:: Records for the task

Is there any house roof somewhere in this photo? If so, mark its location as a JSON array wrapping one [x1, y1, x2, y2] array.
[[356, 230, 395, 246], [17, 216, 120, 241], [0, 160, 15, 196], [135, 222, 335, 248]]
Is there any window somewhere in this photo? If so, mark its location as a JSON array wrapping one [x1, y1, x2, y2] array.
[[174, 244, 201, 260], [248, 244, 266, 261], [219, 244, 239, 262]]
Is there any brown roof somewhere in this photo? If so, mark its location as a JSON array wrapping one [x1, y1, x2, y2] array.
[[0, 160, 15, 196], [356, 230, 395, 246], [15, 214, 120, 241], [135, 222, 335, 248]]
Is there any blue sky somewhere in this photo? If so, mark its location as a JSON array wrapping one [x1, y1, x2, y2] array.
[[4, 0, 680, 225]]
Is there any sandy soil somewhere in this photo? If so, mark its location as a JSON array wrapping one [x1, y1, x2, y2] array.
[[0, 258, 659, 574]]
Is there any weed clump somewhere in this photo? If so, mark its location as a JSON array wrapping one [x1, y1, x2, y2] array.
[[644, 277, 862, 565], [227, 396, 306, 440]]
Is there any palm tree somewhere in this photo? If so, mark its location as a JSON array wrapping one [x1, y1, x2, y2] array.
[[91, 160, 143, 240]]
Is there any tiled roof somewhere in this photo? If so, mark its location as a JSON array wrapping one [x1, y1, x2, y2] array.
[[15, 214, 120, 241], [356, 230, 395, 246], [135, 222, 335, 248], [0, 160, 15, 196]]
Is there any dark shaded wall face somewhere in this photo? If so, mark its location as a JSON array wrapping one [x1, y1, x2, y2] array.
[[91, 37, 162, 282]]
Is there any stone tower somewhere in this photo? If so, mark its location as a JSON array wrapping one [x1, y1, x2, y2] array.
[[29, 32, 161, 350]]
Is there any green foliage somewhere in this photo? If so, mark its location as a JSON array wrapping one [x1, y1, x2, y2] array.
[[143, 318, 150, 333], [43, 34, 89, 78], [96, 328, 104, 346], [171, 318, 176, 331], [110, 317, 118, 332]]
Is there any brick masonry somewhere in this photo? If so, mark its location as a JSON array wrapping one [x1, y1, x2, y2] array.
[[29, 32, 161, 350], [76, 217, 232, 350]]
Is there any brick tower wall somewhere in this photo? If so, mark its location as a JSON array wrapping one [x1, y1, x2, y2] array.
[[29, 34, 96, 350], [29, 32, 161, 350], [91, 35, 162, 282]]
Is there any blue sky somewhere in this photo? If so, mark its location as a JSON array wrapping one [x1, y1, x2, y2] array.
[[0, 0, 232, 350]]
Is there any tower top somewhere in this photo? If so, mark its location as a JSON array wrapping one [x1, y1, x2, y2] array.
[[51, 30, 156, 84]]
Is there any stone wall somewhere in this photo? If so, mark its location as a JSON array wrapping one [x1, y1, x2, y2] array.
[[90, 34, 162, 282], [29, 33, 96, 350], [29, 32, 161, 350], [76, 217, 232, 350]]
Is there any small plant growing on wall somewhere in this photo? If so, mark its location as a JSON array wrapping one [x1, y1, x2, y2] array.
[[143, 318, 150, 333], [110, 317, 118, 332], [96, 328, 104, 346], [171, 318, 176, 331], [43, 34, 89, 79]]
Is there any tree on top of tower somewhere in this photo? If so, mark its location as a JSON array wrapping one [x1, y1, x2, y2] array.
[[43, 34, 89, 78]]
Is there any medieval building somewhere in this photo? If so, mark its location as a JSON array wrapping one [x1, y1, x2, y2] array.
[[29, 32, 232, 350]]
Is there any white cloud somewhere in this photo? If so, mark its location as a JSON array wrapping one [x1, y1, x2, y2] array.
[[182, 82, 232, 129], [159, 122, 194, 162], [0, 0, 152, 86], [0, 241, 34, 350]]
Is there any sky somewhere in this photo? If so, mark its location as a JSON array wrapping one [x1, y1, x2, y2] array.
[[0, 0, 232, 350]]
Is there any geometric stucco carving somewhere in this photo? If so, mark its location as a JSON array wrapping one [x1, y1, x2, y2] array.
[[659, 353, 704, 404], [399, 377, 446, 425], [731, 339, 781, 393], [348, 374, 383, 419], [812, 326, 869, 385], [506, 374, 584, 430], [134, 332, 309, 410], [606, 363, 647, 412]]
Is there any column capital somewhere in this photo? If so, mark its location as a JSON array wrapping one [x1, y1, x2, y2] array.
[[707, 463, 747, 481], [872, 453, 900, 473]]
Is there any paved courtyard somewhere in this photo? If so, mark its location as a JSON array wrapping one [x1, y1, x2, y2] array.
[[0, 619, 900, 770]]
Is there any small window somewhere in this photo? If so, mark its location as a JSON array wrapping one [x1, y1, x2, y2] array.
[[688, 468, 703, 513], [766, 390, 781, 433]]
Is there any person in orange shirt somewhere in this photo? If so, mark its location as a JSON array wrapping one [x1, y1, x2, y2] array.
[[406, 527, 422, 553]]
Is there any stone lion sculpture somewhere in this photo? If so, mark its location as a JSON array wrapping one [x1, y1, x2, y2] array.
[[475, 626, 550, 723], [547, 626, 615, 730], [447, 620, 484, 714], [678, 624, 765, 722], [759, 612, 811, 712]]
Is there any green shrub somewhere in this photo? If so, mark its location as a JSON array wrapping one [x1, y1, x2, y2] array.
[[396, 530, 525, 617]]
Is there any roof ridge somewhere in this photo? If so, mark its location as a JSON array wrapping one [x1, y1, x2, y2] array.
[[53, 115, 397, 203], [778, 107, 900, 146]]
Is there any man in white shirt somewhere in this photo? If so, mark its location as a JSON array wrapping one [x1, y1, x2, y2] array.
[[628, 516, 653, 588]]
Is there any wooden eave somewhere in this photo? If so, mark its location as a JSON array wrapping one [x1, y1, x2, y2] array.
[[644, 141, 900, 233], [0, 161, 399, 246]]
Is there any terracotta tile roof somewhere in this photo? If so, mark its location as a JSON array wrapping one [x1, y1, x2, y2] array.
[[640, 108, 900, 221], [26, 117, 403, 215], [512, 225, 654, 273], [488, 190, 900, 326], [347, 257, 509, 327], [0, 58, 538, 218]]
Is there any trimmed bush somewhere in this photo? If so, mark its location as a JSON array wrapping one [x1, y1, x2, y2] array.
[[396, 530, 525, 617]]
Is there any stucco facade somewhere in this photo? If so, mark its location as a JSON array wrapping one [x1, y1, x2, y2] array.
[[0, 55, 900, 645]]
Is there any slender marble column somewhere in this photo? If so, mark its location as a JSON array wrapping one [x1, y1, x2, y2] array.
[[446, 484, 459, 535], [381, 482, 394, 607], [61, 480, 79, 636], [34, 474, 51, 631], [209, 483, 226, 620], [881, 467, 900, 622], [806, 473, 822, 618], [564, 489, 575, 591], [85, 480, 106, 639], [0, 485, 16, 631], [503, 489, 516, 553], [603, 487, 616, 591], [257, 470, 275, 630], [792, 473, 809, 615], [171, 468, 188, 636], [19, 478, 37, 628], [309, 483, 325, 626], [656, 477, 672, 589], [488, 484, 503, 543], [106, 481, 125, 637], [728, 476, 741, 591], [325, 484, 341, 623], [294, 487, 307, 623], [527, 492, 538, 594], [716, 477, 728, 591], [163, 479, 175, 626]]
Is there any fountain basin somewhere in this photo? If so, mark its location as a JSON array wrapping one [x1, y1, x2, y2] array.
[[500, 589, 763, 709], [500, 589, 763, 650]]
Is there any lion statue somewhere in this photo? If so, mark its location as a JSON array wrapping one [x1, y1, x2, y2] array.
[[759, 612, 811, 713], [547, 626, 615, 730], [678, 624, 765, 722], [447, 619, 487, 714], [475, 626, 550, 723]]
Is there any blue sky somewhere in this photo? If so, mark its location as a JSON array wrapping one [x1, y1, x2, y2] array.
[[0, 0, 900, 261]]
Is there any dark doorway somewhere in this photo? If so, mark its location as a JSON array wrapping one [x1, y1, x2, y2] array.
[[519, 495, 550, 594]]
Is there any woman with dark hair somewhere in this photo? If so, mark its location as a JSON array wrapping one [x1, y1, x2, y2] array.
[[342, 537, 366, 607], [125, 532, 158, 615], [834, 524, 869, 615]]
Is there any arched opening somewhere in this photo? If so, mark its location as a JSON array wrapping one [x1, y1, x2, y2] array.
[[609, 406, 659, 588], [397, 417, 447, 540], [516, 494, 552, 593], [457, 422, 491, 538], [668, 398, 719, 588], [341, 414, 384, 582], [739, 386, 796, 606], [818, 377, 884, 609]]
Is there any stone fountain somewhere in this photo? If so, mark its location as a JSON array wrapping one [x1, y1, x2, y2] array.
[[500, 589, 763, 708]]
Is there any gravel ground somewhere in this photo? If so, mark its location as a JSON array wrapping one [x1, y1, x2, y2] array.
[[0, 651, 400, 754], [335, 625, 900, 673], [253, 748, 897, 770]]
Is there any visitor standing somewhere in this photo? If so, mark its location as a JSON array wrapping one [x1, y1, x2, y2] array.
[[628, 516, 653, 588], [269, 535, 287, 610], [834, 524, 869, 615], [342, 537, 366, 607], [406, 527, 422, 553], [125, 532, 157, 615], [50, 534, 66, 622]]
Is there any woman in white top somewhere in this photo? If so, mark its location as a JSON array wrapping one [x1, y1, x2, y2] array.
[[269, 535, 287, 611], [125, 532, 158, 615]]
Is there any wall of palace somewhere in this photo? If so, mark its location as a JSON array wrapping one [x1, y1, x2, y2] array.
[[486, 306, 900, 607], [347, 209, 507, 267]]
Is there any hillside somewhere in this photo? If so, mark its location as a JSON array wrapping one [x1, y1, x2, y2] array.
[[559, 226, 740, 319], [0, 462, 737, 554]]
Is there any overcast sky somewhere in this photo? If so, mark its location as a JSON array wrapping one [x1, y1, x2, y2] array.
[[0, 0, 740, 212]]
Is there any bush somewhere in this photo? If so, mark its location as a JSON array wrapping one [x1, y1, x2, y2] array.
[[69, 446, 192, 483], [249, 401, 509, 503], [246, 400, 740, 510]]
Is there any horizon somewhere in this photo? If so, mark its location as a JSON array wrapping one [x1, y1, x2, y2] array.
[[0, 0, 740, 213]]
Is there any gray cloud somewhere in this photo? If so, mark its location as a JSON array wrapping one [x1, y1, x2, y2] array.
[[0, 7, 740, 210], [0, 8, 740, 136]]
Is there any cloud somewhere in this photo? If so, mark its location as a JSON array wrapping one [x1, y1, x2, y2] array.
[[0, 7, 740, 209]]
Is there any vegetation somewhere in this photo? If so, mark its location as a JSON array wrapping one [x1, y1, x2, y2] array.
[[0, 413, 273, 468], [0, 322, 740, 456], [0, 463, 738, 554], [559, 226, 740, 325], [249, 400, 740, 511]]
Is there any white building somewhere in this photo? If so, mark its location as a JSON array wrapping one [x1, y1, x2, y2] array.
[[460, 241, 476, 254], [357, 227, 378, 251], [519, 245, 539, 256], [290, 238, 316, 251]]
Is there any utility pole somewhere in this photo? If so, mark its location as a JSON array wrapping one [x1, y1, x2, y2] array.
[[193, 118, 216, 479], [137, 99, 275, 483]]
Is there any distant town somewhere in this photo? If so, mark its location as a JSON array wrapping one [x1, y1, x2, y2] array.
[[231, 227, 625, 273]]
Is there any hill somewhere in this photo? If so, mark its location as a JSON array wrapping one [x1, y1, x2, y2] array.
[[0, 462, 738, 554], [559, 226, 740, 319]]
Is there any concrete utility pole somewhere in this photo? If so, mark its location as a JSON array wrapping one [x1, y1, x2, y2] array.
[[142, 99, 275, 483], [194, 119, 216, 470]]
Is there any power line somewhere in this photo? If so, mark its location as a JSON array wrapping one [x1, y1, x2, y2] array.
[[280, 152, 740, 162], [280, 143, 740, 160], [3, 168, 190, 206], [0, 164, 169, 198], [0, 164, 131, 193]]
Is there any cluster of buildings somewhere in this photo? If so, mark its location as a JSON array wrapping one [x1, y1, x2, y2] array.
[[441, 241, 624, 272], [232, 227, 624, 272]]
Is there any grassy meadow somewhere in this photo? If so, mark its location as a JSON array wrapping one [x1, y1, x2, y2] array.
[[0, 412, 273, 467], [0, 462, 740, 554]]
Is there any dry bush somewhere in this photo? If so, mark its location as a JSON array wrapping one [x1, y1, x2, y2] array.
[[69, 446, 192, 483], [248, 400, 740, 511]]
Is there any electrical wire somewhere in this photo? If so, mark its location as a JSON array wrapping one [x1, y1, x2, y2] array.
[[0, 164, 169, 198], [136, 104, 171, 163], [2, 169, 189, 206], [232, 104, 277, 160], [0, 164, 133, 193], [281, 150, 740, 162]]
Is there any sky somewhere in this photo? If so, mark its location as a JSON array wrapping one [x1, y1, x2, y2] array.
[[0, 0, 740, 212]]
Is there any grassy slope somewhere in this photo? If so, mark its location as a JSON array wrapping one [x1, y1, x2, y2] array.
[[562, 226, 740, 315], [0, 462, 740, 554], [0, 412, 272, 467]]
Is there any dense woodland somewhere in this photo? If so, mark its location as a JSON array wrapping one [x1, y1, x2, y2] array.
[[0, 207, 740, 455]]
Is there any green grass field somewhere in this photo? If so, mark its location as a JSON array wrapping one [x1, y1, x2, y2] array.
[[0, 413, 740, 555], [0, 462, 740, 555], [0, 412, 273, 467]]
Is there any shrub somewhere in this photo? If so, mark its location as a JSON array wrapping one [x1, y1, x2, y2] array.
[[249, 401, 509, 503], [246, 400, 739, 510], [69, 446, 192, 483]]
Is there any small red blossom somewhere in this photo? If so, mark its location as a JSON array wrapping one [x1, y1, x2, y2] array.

::::

Output the entries from the line with "Is there any hill somewhere" up to and including the line with "[[441, 241, 624, 272], [232, 227, 624, 272]]" as a JSON list of strings, one string per line, with blank lines left out.

[
  "Is there any hill somewhere in this photo? If so, mark its location as a JSON array wrapping one [x1, y1, x2, y2] array.",
  "[[0, 462, 738, 554], [559, 226, 740, 319]]",
  "Is there any concrete utility pole somewhere in this photo? If so, mark its location as a JSON array wrapping one [x1, y1, x2, y2] array.",
  "[[142, 99, 275, 483], [194, 119, 216, 470]]",
  "Is there any power line somewhere in this photo? If so, mark its location as a JSON array wrapping one [x1, y1, x2, y2] array.",
  "[[280, 152, 740, 162], [280, 143, 740, 160], [3, 168, 190, 206], [0, 164, 169, 198], [0, 164, 131, 193]]",
  "Is there any cluster of buildings somewhere in this photo? If so, mark its location as a JSON array wrapping one [x1, y1, x2, y2] array.",
  "[[441, 241, 624, 272], [232, 227, 624, 272]]"
]